■ Text segment ■
[BEGIN]
Designers shake up classic styles as Milan promotes fashion
MILAN (Reuters) - Classic tailoring received an injection of volume and humor from Giorgio Armani and a shot of bold color from Donatella Versace in Milan on Friday, as the city showed off Italy's fashion industry amid political and economic uncertainty.
Fashion fans filled Armani's cavernous theatre and Versace's venue, which was decked out with metal gates and ivy, on the third day of the city's biannual women's fashion week.
Armani dressed models for his youth-focused Emporio Armani line in voluminous trousers pinstriped with lines of pearls, plexiglass neckties and oversized bowler hats.
"I wanted to understand if Chanel-style tailoring makes sense for the girls in the street," the 79-year-old designer said after the show. "It makes sense for them as a historical idea of fashion, but revised, adapted to their mentality."
Versace showed flowing fishtail gowns, long-sleeved shift dresses and figure-hugging trouser suits in bright red, petrol blue and green. Jackets and sweaters bore tasseled epaulettes.
[END]
■ Listed records ■
[BEGIN]
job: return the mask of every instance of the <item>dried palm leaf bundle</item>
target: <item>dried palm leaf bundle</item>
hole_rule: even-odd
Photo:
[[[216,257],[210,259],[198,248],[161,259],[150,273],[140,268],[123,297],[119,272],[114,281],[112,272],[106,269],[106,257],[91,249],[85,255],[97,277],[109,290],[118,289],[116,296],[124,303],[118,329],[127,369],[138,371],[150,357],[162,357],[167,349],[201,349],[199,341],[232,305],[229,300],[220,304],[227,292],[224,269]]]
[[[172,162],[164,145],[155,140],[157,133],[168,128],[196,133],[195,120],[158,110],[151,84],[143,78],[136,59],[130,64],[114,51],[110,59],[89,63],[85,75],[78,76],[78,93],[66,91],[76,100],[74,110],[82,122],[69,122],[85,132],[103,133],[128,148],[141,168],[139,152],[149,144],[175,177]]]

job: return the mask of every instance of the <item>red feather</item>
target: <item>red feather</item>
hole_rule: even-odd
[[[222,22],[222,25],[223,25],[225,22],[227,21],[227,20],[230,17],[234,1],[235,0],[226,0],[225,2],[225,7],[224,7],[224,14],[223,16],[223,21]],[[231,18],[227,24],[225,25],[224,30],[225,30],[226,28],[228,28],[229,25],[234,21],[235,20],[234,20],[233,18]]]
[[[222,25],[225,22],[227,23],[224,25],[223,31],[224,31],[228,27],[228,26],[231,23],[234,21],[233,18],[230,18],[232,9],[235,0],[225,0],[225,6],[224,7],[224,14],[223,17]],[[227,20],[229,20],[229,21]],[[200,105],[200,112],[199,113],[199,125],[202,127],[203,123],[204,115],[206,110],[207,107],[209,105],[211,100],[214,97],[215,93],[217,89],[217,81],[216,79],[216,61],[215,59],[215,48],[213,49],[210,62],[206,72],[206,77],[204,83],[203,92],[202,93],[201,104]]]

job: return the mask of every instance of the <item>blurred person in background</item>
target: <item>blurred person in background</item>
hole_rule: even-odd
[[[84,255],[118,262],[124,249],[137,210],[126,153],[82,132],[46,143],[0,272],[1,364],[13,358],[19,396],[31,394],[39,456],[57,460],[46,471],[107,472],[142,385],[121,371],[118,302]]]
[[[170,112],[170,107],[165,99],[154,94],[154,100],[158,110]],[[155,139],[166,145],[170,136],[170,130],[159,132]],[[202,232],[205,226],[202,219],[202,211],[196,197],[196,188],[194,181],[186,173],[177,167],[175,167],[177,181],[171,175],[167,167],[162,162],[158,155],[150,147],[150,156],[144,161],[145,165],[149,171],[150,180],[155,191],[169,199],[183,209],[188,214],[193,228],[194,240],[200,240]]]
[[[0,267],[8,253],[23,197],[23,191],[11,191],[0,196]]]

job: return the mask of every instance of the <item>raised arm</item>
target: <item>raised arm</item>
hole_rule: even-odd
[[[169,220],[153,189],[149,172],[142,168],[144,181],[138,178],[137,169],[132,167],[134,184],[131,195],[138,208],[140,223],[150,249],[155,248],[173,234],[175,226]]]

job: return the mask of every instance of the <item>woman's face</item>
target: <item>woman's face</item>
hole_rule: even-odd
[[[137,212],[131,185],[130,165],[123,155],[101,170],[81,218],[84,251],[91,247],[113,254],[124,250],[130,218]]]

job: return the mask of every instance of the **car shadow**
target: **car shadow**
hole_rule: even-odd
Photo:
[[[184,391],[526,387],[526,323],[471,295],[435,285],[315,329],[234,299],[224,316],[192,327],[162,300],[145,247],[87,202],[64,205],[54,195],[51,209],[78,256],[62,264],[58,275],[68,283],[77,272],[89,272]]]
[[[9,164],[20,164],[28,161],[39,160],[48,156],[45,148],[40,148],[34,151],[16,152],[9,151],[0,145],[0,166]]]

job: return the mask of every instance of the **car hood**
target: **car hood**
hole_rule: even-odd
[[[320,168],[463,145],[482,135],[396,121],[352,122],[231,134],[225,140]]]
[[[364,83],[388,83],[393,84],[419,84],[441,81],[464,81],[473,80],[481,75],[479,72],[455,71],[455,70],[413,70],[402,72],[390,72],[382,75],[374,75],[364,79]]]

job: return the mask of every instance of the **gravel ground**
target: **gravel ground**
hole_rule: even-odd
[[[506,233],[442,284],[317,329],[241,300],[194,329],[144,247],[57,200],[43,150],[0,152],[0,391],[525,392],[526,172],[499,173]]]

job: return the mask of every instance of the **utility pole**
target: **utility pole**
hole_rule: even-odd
[END]
■ Jobs ■
(1) Output the passage of the Milan fashion report from "Designers shake up" up to and including "women's fashion week.".
(2) List every color that the Milan fashion report names for the Versace collection.
(3) Resume the Milan fashion report from the point where it stops.
The rows are separate material from the Milan fashion report.

■ Set of answers ■
(1)
Designers shake up classic styles as Milan promotes fashion
MILAN (Reuters) - Classic tailoring received an injection of volume and humor from Giorgio Armani and a shot of bold color from Donatella Versace in Milan on Friday, as the city showed off Italy's fashion industry amid political and economic uncertainty.
Fashion fans filled Armani's cavernous theatre and Versace's venue, which was decked out with metal gates and ivy, on the third day of the city's biannual women's fashion week.

(2) Bright red, petrol blue, green

(3)
At Blumarine, models sashayed down a white furry carpet in slashed cocktail dresses which showed a thin layer of lace covering visible skin beneath.
Italy's National Chamber of Fashion (CNMI) is promoting the industry as a bright spot in an economy only just emerging from its longest slump since World War Two, and has set up billboards reading "Welcome to Milan Fashion Week" at the city's main airports.
The CNMI forecasts turnover from clothing and accessories to grow to 62.5 billion euros ($85.91 billion) in 2014, after two years in decline.
Italy is in the process of installing a new government and fashion week shows the country's strengths even as political concerns swirl, said Italian Vogue editor Franca Sozzani.
"In spite of what's happening in our government we are a reaction to stay something's good, something's positive."
Armani said new Prime Minister Matteo Renzi must pay "real attention" to the fashion industry. ($1 = 0.7275 euros)
(Reporting by Isla Binnie; editing by Andrew Roche)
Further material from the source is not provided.